[Exercise aim] Write the next part of the personal account below about learning of a Balanced Translocation and a daughter's Trisomy 18 diagnosis, picking up right after its final sentence.

I remember the day I found out about my Balanced Translocation.
For three weeks at the Transfer Hospital, I’d stayed perched at my daughter’s bedside. Then one a-little-less-special but sunny day, a genetic counselor knocked on the door frame of her NICU room.
I was asked to follow, and was brought to an empty meeting room. There was a long oval table with three chairs. I sat in the chair at the far end. The GC sat in the chair to my left, where she delivered the news that my daughter had a version of Trisomy 18 and there was no way to know her outcomes.
I’d chuckled, because of course that was true. Of course MY daughter would have that. The white doctor coat looked surreal to me, like a shape just sitting in the room talking with a disembodied voice. All I could do was stare at the table, because looking her in the eye kept leading to me to tell her the different ways that it was what it was.

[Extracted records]
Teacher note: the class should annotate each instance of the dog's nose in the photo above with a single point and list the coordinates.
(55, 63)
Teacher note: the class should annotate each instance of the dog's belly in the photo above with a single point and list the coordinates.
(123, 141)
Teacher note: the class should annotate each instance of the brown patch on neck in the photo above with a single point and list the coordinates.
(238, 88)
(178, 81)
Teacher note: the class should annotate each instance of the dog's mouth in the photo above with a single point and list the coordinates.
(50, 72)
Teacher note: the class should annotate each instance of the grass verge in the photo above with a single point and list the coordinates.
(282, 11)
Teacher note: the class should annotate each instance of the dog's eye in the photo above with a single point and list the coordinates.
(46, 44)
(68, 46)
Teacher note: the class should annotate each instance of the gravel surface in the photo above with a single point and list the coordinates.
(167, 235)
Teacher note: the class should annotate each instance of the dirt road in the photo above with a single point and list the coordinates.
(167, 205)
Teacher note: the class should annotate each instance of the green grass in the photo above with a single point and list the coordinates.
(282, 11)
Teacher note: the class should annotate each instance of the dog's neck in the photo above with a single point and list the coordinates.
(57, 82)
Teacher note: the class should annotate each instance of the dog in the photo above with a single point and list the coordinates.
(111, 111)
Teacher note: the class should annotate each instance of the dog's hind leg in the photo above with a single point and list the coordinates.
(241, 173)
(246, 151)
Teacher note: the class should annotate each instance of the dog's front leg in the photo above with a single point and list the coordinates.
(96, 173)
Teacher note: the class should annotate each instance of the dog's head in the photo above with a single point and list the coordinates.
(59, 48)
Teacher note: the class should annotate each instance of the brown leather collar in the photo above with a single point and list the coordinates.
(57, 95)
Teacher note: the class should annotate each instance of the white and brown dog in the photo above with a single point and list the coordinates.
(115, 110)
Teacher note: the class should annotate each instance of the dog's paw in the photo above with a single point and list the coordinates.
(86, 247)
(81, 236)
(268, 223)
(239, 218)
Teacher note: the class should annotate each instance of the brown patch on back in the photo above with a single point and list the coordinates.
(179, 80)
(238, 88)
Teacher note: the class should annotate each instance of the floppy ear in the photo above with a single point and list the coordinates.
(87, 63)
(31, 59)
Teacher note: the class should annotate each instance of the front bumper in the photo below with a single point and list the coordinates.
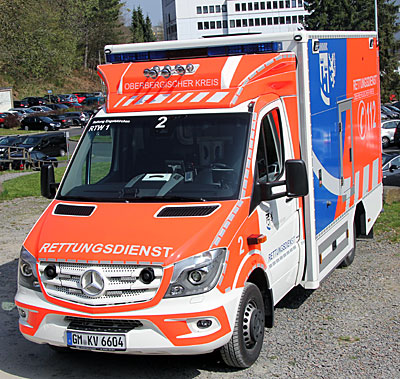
(170, 327)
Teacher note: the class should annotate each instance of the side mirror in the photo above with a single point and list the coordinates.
(48, 187)
(296, 182)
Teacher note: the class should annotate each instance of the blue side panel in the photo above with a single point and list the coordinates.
(328, 81)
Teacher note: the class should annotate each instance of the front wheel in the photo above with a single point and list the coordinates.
(247, 339)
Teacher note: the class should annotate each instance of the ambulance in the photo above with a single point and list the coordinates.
(220, 174)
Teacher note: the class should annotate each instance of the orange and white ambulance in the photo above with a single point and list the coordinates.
(220, 174)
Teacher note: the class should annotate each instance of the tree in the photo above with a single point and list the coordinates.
(141, 28)
(360, 15)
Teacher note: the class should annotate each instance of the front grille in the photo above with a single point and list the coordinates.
(121, 283)
(107, 326)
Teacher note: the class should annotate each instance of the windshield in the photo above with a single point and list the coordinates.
(159, 158)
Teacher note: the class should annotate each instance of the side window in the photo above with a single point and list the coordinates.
(270, 157)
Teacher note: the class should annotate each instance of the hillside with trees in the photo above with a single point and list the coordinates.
(54, 44)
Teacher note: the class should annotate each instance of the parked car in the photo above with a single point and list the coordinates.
(9, 141)
(388, 128)
(391, 170)
(95, 100)
(65, 121)
(53, 144)
(21, 104)
(34, 100)
(39, 123)
(41, 108)
(34, 160)
(57, 107)
(396, 136)
(78, 118)
(388, 113)
(24, 111)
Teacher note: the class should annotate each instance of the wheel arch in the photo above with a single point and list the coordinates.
(259, 278)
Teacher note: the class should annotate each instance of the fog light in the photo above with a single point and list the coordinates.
(204, 324)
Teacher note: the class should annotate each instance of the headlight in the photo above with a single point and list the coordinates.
(27, 273)
(198, 274)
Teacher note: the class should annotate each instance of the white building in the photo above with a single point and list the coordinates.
(187, 19)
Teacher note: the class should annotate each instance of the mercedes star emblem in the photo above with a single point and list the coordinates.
(92, 283)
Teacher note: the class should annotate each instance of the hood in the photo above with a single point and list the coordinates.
(118, 232)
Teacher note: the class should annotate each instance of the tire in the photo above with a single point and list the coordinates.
(385, 142)
(247, 339)
(349, 258)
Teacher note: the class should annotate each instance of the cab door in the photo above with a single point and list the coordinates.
(279, 219)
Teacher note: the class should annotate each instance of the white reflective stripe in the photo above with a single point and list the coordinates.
(375, 172)
(199, 97)
(121, 85)
(229, 70)
(357, 185)
(160, 98)
(365, 179)
(143, 99)
(120, 101)
(171, 100)
(184, 97)
(217, 97)
(129, 101)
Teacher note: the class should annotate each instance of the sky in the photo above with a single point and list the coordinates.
(152, 8)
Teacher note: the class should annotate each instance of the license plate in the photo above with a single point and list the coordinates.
(96, 341)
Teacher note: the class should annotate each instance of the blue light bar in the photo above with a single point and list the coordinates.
(217, 51)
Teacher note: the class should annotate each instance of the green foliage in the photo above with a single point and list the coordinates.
(141, 28)
(360, 15)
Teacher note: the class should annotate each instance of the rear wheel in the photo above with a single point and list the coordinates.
(246, 342)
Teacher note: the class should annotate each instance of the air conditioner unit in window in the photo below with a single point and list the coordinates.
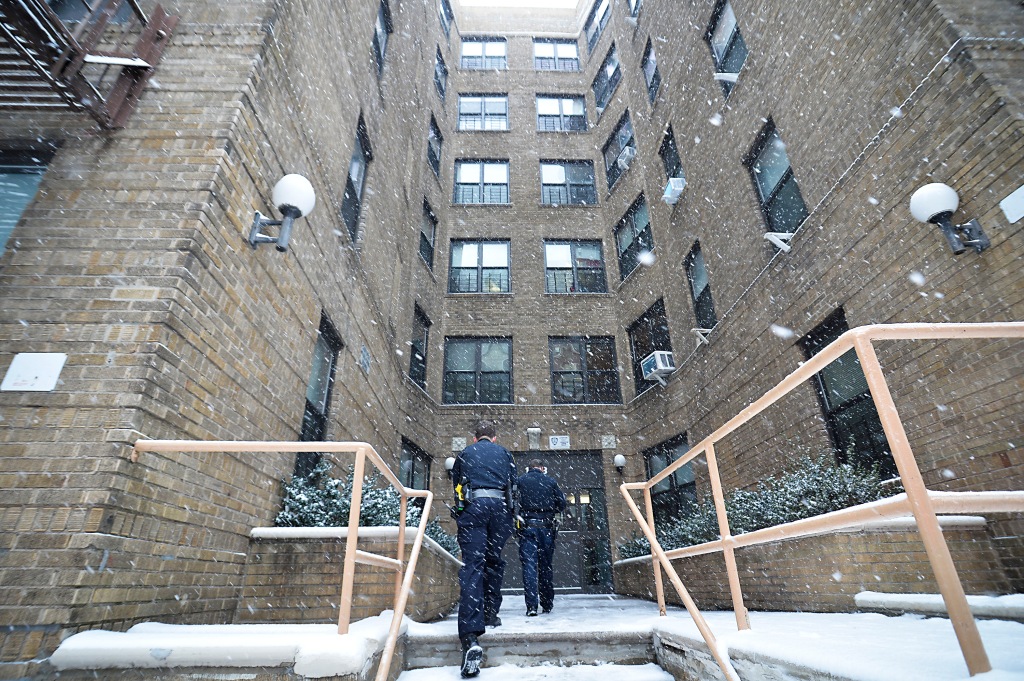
(674, 189)
(626, 157)
(656, 365)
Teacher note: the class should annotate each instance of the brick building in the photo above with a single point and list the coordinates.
(489, 240)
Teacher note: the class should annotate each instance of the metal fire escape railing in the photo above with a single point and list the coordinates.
(404, 572)
(85, 64)
(918, 501)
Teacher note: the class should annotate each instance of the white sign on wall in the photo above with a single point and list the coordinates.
(558, 441)
(34, 372)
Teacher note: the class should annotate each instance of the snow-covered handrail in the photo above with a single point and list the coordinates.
(919, 501)
(364, 452)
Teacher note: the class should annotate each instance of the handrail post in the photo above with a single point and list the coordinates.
(656, 566)
(928, 524)
(742, 619)
(351, 543)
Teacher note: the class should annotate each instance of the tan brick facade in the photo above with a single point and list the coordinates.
(132, 260)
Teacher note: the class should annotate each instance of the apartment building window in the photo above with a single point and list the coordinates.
(696, 274)
(596, 20)
(418, 346)
(446, 16)
(479, 266)
(382, 29)
(481, 182)
(483, 112)
(325, 360)
(414, 468)
(781, 202)
(556, 114)
(556, 55)
(620, 150)
(647, 334)
(20, 173)
(727, 46)
(484, 53)
(573, 267)
(584, 371)
(477, 371)
(846, 401)
(670, 156)
(428, 232)
(650, 74)
(567, 182)
(434, 141)
(440, 75)
(633, 237)
(351, 204)
(606, 80)
(675, 497)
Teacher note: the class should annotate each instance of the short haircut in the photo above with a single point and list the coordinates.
(484, 429)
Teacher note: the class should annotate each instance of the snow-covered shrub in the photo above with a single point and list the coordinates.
(812, 487)
(317, 500)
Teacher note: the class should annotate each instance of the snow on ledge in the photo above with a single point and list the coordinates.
(1003, 607)
(314, 650)
(342, 533)
(906, 523)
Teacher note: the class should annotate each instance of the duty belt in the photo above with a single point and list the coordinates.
(487, 494)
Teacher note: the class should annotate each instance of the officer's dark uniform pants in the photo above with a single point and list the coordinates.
(483, 528)
(537, 545)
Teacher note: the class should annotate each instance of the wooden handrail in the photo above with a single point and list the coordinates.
(364, 453)
(918, 500)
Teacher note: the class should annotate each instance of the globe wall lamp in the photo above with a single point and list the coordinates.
(936, 203)
(294, 197)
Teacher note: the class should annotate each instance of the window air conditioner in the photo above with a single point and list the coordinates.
(656, 365)
(673, 189)
(626, 157)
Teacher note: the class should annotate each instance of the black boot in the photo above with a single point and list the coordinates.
(472, 654)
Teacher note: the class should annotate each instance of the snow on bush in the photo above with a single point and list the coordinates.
(317, 500)
(813, 487)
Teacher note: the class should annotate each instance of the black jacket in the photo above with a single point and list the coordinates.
(540, 495)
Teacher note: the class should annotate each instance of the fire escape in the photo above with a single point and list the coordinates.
(83, 55)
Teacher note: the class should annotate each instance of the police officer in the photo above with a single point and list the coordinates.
(541, 499)
(484, 478)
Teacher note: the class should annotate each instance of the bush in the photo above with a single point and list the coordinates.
(317, 500)
(813, 487)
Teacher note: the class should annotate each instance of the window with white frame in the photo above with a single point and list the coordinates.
(479, 266)
(596, 20)
(481, 181)
(650, 73)
(477, 371)
(573, 266)
(606, 80)
(567, 182)
(484, 53)
(556, 55)
(727, 46)
(560, 114)
(620, 150)
(781, 202)
(633, 237)
(483, 112)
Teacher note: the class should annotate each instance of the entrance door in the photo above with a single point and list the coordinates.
(583, 556)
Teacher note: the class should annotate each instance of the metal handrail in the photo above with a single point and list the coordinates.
(918, 500)
(363, 452)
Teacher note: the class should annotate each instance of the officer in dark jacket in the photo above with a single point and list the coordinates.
(541, 499)
(484, 478)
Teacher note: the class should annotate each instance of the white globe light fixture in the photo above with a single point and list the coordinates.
(936, 204)
(294, 197)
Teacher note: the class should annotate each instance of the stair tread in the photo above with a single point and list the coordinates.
(648, 672)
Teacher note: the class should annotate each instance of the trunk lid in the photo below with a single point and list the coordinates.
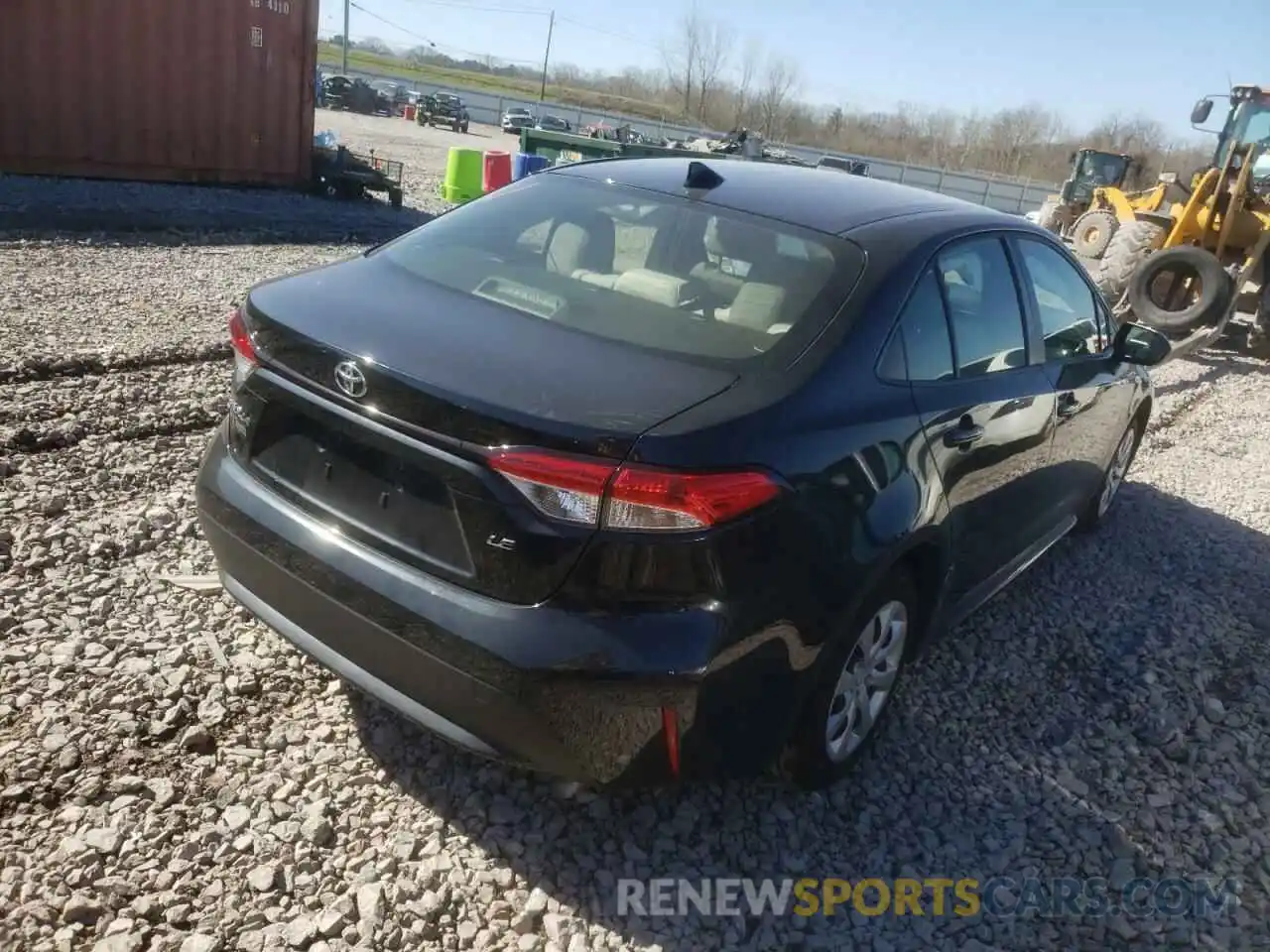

[Answer to this problem]
And then she threw in that I’d have an increased rate of miscarriage due to a difference in my 1st and 18th chromosomes. Four other genetic counselors at Local Hospital would later insist I was sterile and told me “not to bother” to have another child.
I laughed again, because of course I would have that difficulty. I’d always had a gut feeling that becoming a mother wouldn’t be the way I saw others achieve it. But it made the three early miscarriages I’d had a few years before that moment, and those I’ve had after then, make sense.
The thing that women and men who live with BT learn is that hope doesn’t die. Of course we’ll bother to try.